Dataset entries
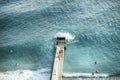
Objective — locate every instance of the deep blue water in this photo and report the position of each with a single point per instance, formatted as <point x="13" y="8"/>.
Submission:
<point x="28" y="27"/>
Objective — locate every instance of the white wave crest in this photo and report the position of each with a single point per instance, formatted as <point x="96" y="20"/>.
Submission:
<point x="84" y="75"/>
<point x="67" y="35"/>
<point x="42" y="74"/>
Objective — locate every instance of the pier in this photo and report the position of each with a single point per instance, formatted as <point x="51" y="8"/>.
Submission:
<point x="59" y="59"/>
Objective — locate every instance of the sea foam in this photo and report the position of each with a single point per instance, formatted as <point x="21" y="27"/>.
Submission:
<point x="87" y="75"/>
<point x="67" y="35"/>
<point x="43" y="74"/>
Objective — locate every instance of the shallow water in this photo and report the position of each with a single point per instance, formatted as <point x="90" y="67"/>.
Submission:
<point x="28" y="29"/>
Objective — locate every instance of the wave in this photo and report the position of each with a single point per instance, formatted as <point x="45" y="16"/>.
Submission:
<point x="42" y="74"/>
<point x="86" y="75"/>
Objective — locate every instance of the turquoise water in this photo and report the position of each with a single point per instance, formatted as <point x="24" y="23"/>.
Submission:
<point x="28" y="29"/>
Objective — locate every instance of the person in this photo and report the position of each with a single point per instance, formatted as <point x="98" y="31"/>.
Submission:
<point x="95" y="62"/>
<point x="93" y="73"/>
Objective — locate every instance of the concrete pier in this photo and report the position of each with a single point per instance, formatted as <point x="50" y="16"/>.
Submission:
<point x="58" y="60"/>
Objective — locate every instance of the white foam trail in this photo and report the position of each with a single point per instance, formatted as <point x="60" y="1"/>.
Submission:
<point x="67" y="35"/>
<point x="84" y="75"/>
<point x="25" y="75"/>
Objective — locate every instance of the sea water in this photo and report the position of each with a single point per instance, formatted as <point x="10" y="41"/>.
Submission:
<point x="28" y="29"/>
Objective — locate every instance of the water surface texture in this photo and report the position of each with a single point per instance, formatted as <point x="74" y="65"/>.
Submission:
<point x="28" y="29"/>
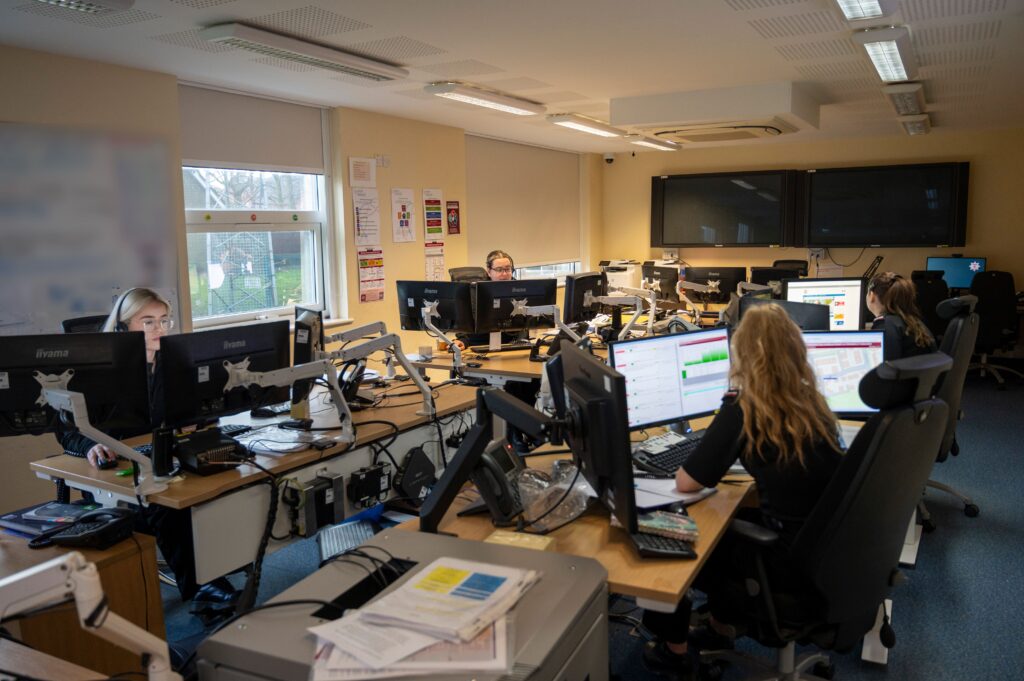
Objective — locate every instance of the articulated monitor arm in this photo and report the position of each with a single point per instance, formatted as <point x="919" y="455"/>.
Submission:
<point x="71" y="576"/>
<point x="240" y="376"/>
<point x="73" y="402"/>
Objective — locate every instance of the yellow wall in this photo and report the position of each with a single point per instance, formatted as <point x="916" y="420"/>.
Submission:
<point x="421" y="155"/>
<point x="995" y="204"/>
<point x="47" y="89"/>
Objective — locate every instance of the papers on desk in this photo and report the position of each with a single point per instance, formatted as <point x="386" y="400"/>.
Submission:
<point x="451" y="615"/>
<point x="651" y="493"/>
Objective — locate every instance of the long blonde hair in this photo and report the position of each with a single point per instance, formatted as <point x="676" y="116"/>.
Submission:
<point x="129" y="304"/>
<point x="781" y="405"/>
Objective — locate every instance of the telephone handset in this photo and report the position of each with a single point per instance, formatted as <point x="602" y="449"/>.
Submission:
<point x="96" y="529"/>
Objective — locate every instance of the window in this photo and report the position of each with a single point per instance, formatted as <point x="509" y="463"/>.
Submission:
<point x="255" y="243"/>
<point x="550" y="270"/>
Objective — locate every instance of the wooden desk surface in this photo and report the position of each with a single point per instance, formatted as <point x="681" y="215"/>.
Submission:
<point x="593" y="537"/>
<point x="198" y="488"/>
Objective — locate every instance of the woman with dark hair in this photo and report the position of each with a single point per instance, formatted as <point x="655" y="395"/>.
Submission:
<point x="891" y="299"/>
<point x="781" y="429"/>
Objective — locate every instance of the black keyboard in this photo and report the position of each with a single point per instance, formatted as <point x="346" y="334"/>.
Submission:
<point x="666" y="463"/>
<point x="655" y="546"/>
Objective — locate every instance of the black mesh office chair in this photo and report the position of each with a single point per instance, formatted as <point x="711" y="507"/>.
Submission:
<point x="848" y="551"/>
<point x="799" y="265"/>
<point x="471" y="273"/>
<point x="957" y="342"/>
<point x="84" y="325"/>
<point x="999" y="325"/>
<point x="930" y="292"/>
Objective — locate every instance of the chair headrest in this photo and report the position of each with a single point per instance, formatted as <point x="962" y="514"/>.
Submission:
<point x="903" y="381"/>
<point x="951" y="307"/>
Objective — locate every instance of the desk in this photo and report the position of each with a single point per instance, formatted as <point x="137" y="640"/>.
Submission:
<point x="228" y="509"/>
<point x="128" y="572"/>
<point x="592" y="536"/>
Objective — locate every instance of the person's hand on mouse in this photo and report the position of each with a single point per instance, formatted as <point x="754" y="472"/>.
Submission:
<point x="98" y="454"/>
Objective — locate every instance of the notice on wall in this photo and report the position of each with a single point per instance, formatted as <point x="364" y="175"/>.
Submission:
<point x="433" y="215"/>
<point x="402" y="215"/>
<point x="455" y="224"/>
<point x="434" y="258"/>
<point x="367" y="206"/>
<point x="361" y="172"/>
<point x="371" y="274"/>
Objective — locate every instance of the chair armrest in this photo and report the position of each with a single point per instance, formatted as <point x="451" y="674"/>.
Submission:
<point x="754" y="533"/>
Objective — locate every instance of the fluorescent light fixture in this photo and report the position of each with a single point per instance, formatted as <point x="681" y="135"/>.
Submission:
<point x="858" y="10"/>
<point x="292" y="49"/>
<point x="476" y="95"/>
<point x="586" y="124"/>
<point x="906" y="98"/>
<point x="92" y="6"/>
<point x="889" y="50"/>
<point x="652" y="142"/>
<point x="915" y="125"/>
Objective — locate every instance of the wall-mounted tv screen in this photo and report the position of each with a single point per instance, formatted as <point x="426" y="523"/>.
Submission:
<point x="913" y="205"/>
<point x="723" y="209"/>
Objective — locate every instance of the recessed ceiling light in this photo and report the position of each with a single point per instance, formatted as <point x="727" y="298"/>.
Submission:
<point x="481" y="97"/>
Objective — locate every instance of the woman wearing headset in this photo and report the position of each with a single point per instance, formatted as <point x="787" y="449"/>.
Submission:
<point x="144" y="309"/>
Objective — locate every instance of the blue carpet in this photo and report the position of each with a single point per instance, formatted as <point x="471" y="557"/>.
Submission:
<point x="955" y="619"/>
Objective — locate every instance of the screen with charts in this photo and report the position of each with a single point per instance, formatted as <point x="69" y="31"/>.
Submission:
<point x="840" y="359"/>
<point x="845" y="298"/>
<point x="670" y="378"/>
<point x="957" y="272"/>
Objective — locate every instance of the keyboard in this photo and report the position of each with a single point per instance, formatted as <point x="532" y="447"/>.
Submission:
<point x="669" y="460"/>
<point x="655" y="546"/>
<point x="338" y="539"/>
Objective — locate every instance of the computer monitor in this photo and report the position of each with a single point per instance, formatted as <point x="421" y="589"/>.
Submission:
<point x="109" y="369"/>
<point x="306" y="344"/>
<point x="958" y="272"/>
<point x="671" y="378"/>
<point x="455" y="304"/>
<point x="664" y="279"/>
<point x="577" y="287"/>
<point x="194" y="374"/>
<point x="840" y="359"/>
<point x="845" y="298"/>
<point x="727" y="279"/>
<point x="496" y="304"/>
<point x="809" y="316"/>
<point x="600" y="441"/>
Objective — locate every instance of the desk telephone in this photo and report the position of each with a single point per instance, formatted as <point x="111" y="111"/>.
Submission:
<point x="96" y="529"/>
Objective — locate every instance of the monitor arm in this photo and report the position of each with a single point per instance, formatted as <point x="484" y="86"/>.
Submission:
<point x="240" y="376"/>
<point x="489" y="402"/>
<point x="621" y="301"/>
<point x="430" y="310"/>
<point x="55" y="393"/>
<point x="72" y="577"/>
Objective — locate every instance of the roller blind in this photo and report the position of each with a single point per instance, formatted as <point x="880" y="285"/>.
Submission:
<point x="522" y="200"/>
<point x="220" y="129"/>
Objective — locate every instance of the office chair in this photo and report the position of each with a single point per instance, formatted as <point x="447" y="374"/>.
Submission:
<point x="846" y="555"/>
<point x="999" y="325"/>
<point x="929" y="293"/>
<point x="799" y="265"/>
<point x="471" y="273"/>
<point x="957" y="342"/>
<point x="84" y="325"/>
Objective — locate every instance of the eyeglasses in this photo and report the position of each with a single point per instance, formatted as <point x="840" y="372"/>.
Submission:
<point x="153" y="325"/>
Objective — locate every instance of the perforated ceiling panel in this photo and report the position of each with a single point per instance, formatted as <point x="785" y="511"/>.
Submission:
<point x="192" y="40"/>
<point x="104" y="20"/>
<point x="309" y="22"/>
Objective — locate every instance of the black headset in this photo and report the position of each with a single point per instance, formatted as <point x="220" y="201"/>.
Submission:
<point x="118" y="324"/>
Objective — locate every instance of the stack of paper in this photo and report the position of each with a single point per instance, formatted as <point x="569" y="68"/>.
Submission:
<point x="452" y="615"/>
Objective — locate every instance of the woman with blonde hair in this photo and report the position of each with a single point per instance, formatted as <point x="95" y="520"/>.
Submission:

About this task:
Show all lines from the data that contain "water".

Answer space:
Objective — locate every instance of the deep blue water in this photo and report the position of each with a single point per instance, formatted as <point x="13" y="8"/>.
Objective — locate every instance of the shallow water in this photo and report the position of each with a single point per instance, formatted as <point x="90" y="67"/>.
Objective — locate every instance of the turquoise water in this photo and report the position of each with a single point per instance, formatted as <point x="24" y="23"/>.
Objective — locate every instance of the sea water in this photo and report the position of each with a single point per instance, formatted as <point x="10" y="41"/>.
Objective — locate every instance of the water surface texture in this photo and report the position of each with a single point per instance, formatted as <point x="74" y="65"/>.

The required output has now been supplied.